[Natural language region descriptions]
=-=-=
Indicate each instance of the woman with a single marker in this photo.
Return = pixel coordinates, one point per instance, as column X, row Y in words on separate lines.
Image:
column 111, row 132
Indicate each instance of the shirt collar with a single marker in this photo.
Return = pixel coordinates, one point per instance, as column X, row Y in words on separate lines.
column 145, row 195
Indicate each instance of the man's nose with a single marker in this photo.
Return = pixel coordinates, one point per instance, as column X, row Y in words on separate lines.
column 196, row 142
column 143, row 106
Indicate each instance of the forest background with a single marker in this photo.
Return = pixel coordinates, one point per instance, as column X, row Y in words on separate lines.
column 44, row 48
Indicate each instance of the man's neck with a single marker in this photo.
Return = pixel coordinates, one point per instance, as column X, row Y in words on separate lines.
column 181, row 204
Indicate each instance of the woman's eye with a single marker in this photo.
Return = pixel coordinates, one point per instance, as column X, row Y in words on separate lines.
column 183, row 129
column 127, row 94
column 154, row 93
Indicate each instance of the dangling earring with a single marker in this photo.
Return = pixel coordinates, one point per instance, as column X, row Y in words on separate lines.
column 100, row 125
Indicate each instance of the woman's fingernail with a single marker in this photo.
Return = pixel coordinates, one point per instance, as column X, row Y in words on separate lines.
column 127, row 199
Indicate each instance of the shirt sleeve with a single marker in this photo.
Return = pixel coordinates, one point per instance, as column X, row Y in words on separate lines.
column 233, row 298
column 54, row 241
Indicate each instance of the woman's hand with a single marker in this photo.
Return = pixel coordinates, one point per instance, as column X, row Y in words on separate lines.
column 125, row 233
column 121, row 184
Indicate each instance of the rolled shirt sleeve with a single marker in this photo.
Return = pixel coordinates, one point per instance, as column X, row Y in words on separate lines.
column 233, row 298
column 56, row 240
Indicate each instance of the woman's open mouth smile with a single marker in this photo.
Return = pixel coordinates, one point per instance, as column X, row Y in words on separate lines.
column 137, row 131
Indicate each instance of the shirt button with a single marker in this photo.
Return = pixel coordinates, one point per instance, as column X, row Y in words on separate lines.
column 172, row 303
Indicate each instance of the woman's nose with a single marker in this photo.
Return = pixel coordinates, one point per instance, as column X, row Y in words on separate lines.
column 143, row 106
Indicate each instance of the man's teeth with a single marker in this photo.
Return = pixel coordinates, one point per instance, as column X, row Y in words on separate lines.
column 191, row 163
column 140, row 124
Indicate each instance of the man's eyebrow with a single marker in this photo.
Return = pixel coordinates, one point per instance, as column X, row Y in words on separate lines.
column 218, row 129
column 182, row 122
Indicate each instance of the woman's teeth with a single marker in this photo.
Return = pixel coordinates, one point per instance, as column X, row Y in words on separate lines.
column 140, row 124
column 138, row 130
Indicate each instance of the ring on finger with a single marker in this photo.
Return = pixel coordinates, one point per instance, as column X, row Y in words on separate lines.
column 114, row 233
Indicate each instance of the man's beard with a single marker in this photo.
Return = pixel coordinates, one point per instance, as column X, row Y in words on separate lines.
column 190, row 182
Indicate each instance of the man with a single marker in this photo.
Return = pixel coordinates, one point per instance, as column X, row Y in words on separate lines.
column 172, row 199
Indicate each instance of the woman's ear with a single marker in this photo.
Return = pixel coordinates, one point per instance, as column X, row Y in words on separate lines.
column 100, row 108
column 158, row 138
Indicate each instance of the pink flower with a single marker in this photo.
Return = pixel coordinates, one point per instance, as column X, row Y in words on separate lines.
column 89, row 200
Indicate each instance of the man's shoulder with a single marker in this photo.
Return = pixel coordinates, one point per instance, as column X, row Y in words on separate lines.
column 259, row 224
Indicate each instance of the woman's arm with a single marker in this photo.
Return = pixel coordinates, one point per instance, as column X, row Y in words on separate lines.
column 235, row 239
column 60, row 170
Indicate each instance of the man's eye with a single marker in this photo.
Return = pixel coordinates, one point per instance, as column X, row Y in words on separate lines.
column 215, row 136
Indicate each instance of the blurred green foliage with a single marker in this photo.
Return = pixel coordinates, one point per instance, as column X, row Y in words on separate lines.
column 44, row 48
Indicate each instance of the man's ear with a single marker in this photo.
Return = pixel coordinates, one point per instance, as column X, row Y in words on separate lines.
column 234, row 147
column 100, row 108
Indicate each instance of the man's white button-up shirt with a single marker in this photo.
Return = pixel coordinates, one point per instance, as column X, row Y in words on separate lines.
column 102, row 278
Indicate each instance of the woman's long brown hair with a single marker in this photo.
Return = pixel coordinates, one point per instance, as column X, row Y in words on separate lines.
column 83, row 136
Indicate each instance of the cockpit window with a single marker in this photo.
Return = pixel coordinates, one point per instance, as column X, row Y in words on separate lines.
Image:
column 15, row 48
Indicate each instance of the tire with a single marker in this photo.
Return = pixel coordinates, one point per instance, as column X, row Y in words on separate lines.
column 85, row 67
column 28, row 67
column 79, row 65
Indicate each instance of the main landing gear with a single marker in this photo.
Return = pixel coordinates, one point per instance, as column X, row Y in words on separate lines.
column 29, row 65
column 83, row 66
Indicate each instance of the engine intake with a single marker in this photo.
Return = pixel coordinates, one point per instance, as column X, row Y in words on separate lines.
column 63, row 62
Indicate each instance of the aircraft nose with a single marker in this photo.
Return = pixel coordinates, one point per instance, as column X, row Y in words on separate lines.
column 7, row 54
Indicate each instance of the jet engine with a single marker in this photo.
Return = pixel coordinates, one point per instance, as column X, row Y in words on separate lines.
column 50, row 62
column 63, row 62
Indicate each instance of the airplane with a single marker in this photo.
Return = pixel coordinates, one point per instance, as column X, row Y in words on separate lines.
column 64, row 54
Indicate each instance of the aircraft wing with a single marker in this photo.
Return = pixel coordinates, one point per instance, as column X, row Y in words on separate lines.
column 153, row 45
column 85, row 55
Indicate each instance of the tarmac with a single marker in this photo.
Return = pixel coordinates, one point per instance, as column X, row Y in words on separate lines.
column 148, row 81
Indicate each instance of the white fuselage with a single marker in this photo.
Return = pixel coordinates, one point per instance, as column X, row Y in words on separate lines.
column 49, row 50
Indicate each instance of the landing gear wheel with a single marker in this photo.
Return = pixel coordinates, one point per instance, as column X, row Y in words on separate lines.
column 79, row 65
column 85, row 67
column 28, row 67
=-=-=
*REQUIRED WORK*
Every line of the data above is to be repeated exactly.

*SOLUTION*
Indicate each instance of the woman with a single marker in this photo.
Return = pixel coordinates, one point per instance, as column X, row Y in words on separate lines.
Image:
column 111, row 132
Indicate each instance of the shirt collar with a single marker in this photo.
Return = pixel coordinates, one point per instance, as column X, row Y in words on separate lines.
column 145, row 195
Indicate each instance of the man's nose with a single marker in this photo.
Return = pixel coordinates, one point per instance, as column X, row Y in words on separate lines.
column 196, row 142
column 143, row 106
Indicate each instance of the forest background with a single marker in this photo.
Return = pixel coordinates, one point per instance, as column X, row Y in words on separate lines.
column 44, row 48
Indicate each instance of the man's neck with a single marker in this photo.
Return = pixel coordinates, one point per instance, as column X, row Y in words on separate lines.
column 181, row 204
Indicate each instance of the woman's eye with a single marker in this photo.
Return = pixel coordinates, one point per instance, as column X, row Y in words on separate lines.
column 183, row 129
column 127, row 94
column 154, row 93
Indicate each instance of the dangling earring with a single marker in this photo.
Return = pixel coordinates, one point per instance, as column X, row Y in words on separate lines.
column 100, row 125
Indicate each instance of the woman's fingernail with a single marker in this photo.
Return = pixel coordinates, one point per instance, as column X, row Y in words on separate lines.
column 127, row 199
Indicate each instance of the shirt sleeve with a single marker in this photo.
Return = pixel coordinates, one point per instance, as column X, row Y in words on separate lines.
column 233, row 298
column 54, row 241
Indicate each instance of the woman's hand with a single marker in this photo.
Return = pixel coordinates, one point per instance, as column X, row Y in words on separate lines.
column 125, row 233
column 121, row 184
Indicate each instance of the rolled shirt sleeve with a single marker in this photo.
Return = pixel coordinates, one point per instance, as column X, row Y in words on separate lines.
column 233, row 298
column 56, row 240
Indicate each instance of the woman's open mouth smile with a single marker in this photo.
Return = pixel coordinates, one point per instance, as column X, row Y in words on separate lines.
column 137, row 131
Indicate each instance of the shirt button with a single marker in this photo.
Return = pixel coordinates, one point per instance, as column X, row Y in words on separate lines.
column 172, row 303
Indicate each instance of the woman's nose with a single marker in this photo.
Return = pixel coordinates, one point per instance, as column X, row Y in words on separate lines.
column 143, row 106
Indicate each instance of the man's teeth with a single marker in this photo.
Return = pixel coordinates, one point per instance, as column X, row Y in words on separate lines.
column 191, row 163
column 140, row 124
Indicate each instance of the man's eyebrow with a single marker in this photo.
Return = pixel coordinates, one point per instance, as column X, row Y in words on separate lines.
column 218, row 129
column 182, row 122
Indicate each instance of the woman's teeth with a single marker in this photo.
Return = pixel coordinates, one point per instance, as column X, row Y in words on separate lines.
column 140, row 124
column 138, row 130
Indicate each instance of the ring on finger with a single marker in this photo.
Return = pixel coordinates, one point per instance, as column X, row Y in words on separate lines.
column 114, row 233
Indicate each instance of the man's beard with a single marker in this photo.
Return = pixel coordinates, one point per instance, as column X, row Y in words on separate lines.
column 190, row 182
Indicate each instance of the man with a single marker in this photo.
Return = pixel coordinates, one point per instance, as column X, row Y in words on separate lines.
column 172, row 199
Indicate each instance of the woman's ear with a single marker in this photo.
Return = pixel coordinates, one point per instance, as column X, row Y in words on separate lines.
column 100, row 108
column 158, row 138
Indicate each instance of the pink flower with a single marker in this photo.
Return = pixel coordinates, one point per instance, as column X, row Y in words on separate lines.
column 89, row 200
Indicate each instance of the man's shoulder with a single marker in this photo.
Return = pixel coordinates, one point per instance, as column X, row Y in words on separate lines.
column 259, row 224
Indicate each instance of the woman's arm with a single marker in this photo.
Return = pixel coordinates, one point per instance, as column X, row Y in words on separate lines.
column 235, row 239
column 60, row 170
Indicate each instance of the man's eye with a single marker in this photo.
Return = pixel coordinates, one point per instance, as column X, row Y in words on separate lines.
column 215, row 136
Indicate each instance of the blurred green foliage with a single marker in this photo.
Return = pixel coordinates, one point per instance, as column X, row Y in words on separate lines.
column 44, row 48
Indicate each instance of the man's ear with a single marker in this photo.
Return = pixel coordinates, one point per instance, as column X, row Y in words on separate lines.
column 234, row 147
column 100, row 108
Indicate each instance of the man's white button-up shirt with a single marker in this photo.
Return = pixel coordinates, one point per instance, as column X, row Y in words on separate lines.
column 102, row 278
Indicate each instance of the woman's long brown hair with a single marker in this photo.
Return = pixel coordinates, one point per instance, as column X, row Y in words on separate lines.
column 83, row 136
Indicate each instance of the cockpit window with a single marker in this photo.
Return = pixel coordinates, one point per instance, as column X, row Y in words on separate lines.
Image:
column 15, row 48
Indicate each instance of the tire with a single marker in this photo.
Return = pixel coordinates, one point per instance, as column X, row Y in words on separate lines.
column 85, row 67
column 28, row 67
column 79, row 65
Indicate each instance of the main landing gear with a single marker in this photo.
Return = pixel coordinates, one point per instance, as column X, row Y in words on separate lines.
column 29, row 65
column 83, row 66
Indicate each instance of the engine intake with a single marker in this photo.
Return = pixel coordinates, one point per instance, as column X, row Y in words on separate lines.
column 63, row 62
Indicate each instance of the aircraft nose with a single marker in this photo.
Return = pixel coordinates, one point per instance, as column X, row Y in words on separate lines.
column 7, row 54
Indicate each instance of the jet engine with a single marker in this photo.
Return = pixel coordinates, one point per instance, as column X, row Y in words on separate lines.
column 50, row 62
column 63, row 62
Indicate each instance of the airplane with a single marker in this photo.
Return = pixel coordinates, one point per instance, as column X, row Y in words on separate lines.
column 64, row 54
Indicate each instance of the aircraft wing with a single marker in this photo.
Return = pixel coordinates, one point per instance, as column X, row Y in words on separate lines.
column 153, row 45
column 85, row 55
Indicate each instance of the tarmac with a single marker in this photo.
Return = pixel coordinates, one point per instance, as column X, row Y in words on separate lines.
column 148, row 81
Indicate each instance of the white fuselage with a single marker in this photo.
Return = pixel coordinates, one point per instance, as column X, row Y in words on separate lines.
column 49, row 50
Indicate each instance of the landing gear wheel with a single marker in this photo.
Return = pixel coordinates, one point per instance, as column X, row Y in words on separate lines.
column 79, row 65
column 85, row 67
column 28, row 67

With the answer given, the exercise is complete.